**Goal of the exercise:** Restate every entry word for word.

Stored dataset items:
::::::::::
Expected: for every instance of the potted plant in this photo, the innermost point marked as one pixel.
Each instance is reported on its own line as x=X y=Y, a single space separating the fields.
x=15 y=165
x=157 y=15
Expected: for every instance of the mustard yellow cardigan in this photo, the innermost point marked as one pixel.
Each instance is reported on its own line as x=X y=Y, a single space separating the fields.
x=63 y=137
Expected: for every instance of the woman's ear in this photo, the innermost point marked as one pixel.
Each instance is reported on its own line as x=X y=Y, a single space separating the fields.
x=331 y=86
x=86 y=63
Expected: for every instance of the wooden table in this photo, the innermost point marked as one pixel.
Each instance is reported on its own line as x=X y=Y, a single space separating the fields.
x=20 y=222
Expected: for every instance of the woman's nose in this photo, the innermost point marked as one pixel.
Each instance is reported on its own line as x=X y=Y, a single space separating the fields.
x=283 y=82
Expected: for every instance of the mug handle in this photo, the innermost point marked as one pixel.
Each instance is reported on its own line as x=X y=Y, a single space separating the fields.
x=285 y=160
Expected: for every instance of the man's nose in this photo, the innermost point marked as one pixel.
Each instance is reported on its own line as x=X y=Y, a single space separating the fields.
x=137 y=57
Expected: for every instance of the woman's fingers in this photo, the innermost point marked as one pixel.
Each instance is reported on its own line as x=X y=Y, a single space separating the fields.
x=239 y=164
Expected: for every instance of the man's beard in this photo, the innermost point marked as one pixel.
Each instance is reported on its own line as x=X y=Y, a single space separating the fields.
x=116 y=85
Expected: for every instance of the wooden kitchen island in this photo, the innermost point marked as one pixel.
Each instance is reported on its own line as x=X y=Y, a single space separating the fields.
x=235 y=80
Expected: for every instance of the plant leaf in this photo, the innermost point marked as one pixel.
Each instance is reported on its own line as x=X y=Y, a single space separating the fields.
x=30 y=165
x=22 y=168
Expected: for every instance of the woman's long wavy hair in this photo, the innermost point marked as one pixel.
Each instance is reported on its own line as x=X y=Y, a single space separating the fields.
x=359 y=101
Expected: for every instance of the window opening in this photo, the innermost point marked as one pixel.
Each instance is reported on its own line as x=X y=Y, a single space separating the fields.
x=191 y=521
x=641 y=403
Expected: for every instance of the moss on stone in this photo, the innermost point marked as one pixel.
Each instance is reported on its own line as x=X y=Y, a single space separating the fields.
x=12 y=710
::::::::::
**Expected output:**
Expected: for every instance of the potted plant in this photo, the innermost point marked as one pixel.
Each instance is reported on its own line as x=X y=Y, a single space separating the fields.
x=15 y=165
x=157 y=15
Expected: for every instance of the mustard yellow cardigan in this photo, the innermost point marked as one pixel.
Each instance is reported on its own line as x=X y=Y, a single space separating the fields.
x=63 y=137
Expected: for every instance of the woman's ear in this photo, the innermost point marked as one pixel.
Each instance is reported on its own line as x=X y=Y, a single space separating the fields.
x=331 y=86
x=86 y=63
Expected: for every instance of the wooden table in this photo, the innermost point marked as one pixel.
Each instance is reported on its own line as x=X y=Y, a single space separating the fields.
x=20 y=222
Expected: for every instance of the woman's nose in this photo, the innermost point marked as one pixel.
Each instance is reported on its own line as x=X y=Y, a single space separating the fields.
x=283 y=82
Expected: for every instance of the mug handle in this photo, the innermost point marked as one pixel.
Each instance is reported on its own line as x=X y=Y, a single space separating the fields.
x=285 y=160
Expected: for every instance of the man's nose in this photo, the innermost point marked as one pixel.
Each instance is reported on its own line as x=X y=Y, a single space separating the fields.
x=137 y=57
Expected: for every instance of the woman's fingers in this photo, the innermost point marked as one pixel.
Each instance is reported on its own line as x=X y=Y, a single space separating the fields.
x=239 y=164
Expected: for every instance of the man's beard in this photo, the innermost point marked as one pixel.
Each instance is reported on its own line as x=X y=Y, a single space separating the fields.
x=116 y=85
Expected: for every instance of the wooden kitchen island in this photo, the innermost point marked as one pixel.
Each instance is reported on its own line as x=X y=Y, a single space separating the fields.
x=235 y=80
Expected: for every instance of the plant leaf in this photo, the innermost point marked as one pixel.
Each instance is reported on its own line as x=X y=Y, a single space separating the fields.
x=30 y=165
x=22 y=168
Expected: for every instance of the woman's long wavy hair in this photo, the innermost point marked as one pixel.
Each instance is reported on its own line as x=X y=Y, a single space separating the fields.
x=359 y=101
Expected: for every instance of the window opening in this photo, the innermost point marked as one pixel.
Each instance is reported on its own line as x=X y=Y, a single space separating the fields.
x=191 y=521
x=641 y=403
Expected: for every instance of the moss on stone in this photo, the innermost point marked as one pixel.
Each instance is reported on its own line as x=X y=Y, a single space separating the fields.
x=12 y=710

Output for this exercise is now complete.